__OBJECTIVE__.
Could you copy each of the rows below word for word, leaving every line unchanged?

__AVAILABLE DATA__.
+ + + + + + +

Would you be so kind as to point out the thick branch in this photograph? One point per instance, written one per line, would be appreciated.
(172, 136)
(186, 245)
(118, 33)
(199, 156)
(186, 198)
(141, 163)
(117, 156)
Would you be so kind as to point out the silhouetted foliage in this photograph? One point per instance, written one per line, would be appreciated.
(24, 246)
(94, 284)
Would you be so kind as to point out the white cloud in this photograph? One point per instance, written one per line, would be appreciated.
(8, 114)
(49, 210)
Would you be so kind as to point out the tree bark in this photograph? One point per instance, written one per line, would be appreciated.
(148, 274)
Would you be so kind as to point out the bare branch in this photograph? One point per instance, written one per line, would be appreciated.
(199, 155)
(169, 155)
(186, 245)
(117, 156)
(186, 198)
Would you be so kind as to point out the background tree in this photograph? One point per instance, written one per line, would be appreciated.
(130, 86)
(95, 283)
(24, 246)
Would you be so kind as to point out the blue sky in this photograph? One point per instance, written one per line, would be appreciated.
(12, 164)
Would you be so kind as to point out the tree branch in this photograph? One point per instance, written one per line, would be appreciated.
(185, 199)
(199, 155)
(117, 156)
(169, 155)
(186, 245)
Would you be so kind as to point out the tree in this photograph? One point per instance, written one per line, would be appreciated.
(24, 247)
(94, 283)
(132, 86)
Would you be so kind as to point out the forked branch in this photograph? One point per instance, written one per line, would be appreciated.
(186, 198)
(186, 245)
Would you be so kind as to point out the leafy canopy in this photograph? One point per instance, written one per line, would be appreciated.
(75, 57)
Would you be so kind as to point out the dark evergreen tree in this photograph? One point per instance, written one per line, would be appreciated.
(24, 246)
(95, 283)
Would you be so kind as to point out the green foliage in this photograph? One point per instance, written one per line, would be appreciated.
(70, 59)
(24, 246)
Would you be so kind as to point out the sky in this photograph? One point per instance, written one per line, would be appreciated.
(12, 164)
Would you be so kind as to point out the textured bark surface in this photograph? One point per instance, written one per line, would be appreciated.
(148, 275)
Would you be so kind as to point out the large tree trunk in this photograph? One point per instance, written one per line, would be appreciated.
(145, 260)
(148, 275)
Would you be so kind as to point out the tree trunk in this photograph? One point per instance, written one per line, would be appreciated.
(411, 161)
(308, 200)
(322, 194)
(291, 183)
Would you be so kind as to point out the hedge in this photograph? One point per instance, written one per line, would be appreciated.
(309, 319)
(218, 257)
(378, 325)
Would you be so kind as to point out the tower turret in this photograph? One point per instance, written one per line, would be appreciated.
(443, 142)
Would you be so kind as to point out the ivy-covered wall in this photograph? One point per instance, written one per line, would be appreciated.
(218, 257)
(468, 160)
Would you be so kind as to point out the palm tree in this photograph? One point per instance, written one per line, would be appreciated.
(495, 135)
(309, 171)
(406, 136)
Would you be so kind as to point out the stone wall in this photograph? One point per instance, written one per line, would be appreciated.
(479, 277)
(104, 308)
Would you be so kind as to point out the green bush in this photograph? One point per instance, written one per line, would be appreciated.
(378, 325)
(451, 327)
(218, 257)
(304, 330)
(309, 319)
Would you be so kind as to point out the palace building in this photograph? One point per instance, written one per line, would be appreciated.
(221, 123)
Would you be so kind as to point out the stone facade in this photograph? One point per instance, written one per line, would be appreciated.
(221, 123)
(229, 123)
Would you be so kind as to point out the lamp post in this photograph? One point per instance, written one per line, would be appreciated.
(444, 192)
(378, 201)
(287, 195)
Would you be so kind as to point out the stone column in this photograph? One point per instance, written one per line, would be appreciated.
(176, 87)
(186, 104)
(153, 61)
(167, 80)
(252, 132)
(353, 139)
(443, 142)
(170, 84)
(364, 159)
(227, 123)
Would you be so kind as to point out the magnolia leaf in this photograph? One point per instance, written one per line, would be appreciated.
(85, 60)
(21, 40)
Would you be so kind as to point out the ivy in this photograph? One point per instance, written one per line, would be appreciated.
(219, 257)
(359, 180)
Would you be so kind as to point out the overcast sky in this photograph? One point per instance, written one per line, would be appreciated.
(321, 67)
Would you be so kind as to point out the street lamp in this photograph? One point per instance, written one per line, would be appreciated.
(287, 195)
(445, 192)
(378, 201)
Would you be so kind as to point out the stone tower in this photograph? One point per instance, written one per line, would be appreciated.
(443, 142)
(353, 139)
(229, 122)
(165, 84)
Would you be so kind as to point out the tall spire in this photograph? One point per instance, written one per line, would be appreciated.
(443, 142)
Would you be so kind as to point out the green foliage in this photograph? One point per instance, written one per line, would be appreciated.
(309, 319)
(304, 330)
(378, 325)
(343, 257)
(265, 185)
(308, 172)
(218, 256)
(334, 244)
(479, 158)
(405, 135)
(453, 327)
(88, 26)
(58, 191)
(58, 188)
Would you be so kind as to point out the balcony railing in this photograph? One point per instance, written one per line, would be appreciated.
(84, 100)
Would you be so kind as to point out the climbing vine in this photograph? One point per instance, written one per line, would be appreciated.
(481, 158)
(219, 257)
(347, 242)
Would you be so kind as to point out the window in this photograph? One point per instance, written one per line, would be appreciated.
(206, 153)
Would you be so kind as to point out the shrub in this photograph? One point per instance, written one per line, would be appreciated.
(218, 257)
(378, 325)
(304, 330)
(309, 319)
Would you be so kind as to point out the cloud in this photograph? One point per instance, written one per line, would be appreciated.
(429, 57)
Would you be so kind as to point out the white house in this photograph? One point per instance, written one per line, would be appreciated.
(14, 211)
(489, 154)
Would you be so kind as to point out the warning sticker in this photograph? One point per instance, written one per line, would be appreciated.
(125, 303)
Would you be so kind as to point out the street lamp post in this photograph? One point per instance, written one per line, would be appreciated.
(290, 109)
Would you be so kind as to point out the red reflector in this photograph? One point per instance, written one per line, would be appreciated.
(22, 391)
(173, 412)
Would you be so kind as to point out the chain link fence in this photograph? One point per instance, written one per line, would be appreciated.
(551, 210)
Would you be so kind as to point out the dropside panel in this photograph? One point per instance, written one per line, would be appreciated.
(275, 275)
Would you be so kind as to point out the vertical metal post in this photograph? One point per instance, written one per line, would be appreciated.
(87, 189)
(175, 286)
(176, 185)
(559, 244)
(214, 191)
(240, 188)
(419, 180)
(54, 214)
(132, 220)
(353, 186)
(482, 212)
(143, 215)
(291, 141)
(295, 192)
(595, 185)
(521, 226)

+ + + + + + +

__RESPONSE FOR THIS EXERCISE__.
Would you be so kind as to point out the thick branch in this photograph? One point per instance, written one per line, would be appreciated.
(172, 136)
(186, 245)
(118, 33)
(199, 156)
(186, 198)
(141, 163)
(117, 156)
Would you be so kind as to point out the silhouetted foliage in this photograph? One point per instance, written one per line, would be appreciated.
(24, 246)
(94, 284)
Would you be so kind as to point out the white cloud in this photograph? One point per instance, written one per line, would be appreciated.
(8, 114)
(49, 210)
Would you be so kind as to point out the tree bark in this photograph? One point per instance, written one per line, would be appreciated.
(148, 274)
Would you be so kind as to point out the bare branch in this photograph? One point per instance, written one per line, would be appreciated.
(199, 155)
(169, 155)
(186, 245)
(117, 156)
(186, 198)
Would you be so kind as to point out the background tree in this photograph? One point per instance, written one per line, would be appreciated.
(130, 86)
(95, 283)
(24, 246)
Would you be so kind as to point out the blue sky in this photograph? One point per instance, written one per line, would be appreciated.
(12, 164)
Would you be so kind as to point out the tree branch in this photograph? One point per instance, written one per line, would be appreciated.
(185, 199)
(199, 155)
(117, 156)
(169, 155)
(186, 245)
Would you be so kind as to point out the tree in this photograph? One point per instance, written one per line, would be appreciated.
(24, 247)
(94, 283)
(132, 86)
Would you be so kind as to point out the forked branch in this photograph? One point per instance, written one per line, would be appreciated.
(186, 198)
(186, 245)
Would you be so kind as to point out the leafy canopy in this photograph? One point per instance, written one per line, would be appreciated.
(75, 57)
Would you be so kind as to point out the dark evergreen tree in this photograph? One point per instance, written one per line, would be appreciated.
(24, 246)
(95, 283)
Would you be so kind as to point out the green foliage in this photograph? One point per instance, written one per line, would be appreciated.
(70, 59)
(24, 246)
Would you be so kind as to point out the sky in this photograph? One point per instance, written one per line, would be appreciated.
(12, 164)
Would you be so kind as to point out the textured bark surface in this photograph? One point per instance, written one per line, would be appreciated.
(148, 275)
Would you be so kind as to point out the large tree trunk in this photograph? One point per instance, written one per line, would be appreciated.
(145, 260)
(148, 275)
Would you be so kind as to point out the tree trunk in this photograph? One point per instance, written one per line, would be appreciated.
(411, 161)
(308, 200)
(322, 194)
(291, 183)
Would you be so kind as to point out the hedge in this photograph? One point per instance, written one per line, would be appreciated.
(309, 319)
(218, 257)
(378, 325)
Would you be so kind as to point out the tower turret in this photograph? One point per instance, written one per line, would be appreciated.
(443, 142)
Would you be so kind as to point out the ivy-covered wall in this photograph? One point per instance, written one per line, would be appreciated.
(218, 257)
(468, 160)
Would you be so kind as to point out the palm tree in this photograph? One point per instance, written one per line, would be appreciated.
(495, 135)
(309, 171)
(406, 136)
Would you be so kind as to point out the stone wall in this photograph? One point per instance, written one per line, would be appreciated.
(479, 277)
(104, 308)
Would you be so kind as to point out the green bush in this photograph? One point per instance, written one per line, would be appreciated.
(378, 325)
(451, 327)
(218, 257)
(304, 330)
(309, 319)
Would you be so kind as to point out the palace building in this photograph? One point per instance, written one per line, would be appreciated.
(221, 123)
Would you be so kind as to point out the stone facade in this photograph? One point per instance, written one per line, would be appreciated.
(221, 123)
(229, 123)
Would you be so kind as to point out the lamp post in this photograph? One point per instance, written one per line, would be appreciated.
(444, 192)
(378, 201)
(287, 195)
Would you be so kind as to point out the stone column in this photograph? One point per instance, written one per line, would be appreciated.
(176, 87)
(186, 104)
(153, 61)
(167, 80)
(252, 132)
(353, 139)
(443, 142)
(170, 84)
(364, 159)
(227, 123)
Would you be so kind as to point out the magnolia leaf in this photograph? One point per instance, written one per line, would be appreciated.
(85, 60)
(21, 40)
Would you be so kind as to point out the ivy in this photograph? One point per instance, written one per line, would be appreciated.
(219, 257)
(359, 180)
Would you be so kind as to point out the overcast sky in this photograph? One point per instance, written one per line, would be appreciated.
(321, 67)
Would you be so kind as to point out the street lamp in this photograph? One point per instance, written one per line, would be appreciated.
(287, 195)
(445, 192)
(378, 201)
Would you be so kind as to point out the stone tower in this photograph? One point per instance, written one per line, would be appreciated.
(443, 142)
(353, 139)
(229, 122)
(165, 84)
Would you be so kind as to point out the tall spire in this photograph? One point per instance, written one per line, would be appreciated.
(443, 142)
Would you be so kind as to point out the green foliage in this photograph? One point per instance, written one per line, would be appreciated.
(309, 319)
(304, 330)
(378, 325)
(343, 257)
(265, 185)
(308, 172)
(218, 256)
(334, 244)
(479, 158)
(405, 135)
(453, 327)
(88, 26)
(58, 191)
(58, 188)
Would you be so kind as to point out the balcony railing in this photograph? One point per instance, written one per line, would be appreciated.
(84, 100)
Would you be so kind as to point out the climbing vine in this photograph? One point per instance, written one per line, would be appreciated.
(481, 158)
(219, 257)
(347, 242)
Would you be so kind as to point out the window in this photograph? One point per instance, written one per line, would be appreciated.
(206, 153)
Would you be so kind as to point out the shrub in this photograph? One point per instance, written one per line, would be appreciated.
(218, 257)
(378, 325)
(304, 330)
(309, 319)
Would you be so kind as to point out the cloud in this photograph? One point per instance, written one per line, would be appreciated.
(429, 57)
Would you be so kind as to point out the white house in this photograph? One point per instance, written one per line, would be appreciated.
(14, 211)
(489, 154)
Would you be so kind as to point out the warning sticker in this photograph? One point per instance, written one per line, would be appreciated.
(125, 303)
Would you be so kind as to point out the street lamp post in this photograph? One point per instance, written one per line, would be appreciated.
(290, 109)
Would you be so kind as to point out the red reflector in this photograph? One point per instance, written one per line, would be appreciated.
(22, 391)
(173, 412)
Would you be so kind as to point out the chain link fence in this photograph? One point per instance, written one per line, would be appreciated.
(551, 210)
Would you be so kind as to point out the dropside panel in this photograph? One point per instance, written one per line, would be appreciated.
(275, 275)
Would you be so kind as to point out the vertical metal post in this photograph? One point per instance, written one per line, would be appreciated.
(87, 189)
(175, 286)
(176, 185)
(559, 244)
(214, 191)
(240, 188)
(419, 180)
(54, 214)
(132, 220)
(353, 186)
(482, 212)
(143, 215)
(291, 141)
(295, 192)
(595, 185)
(521, 226)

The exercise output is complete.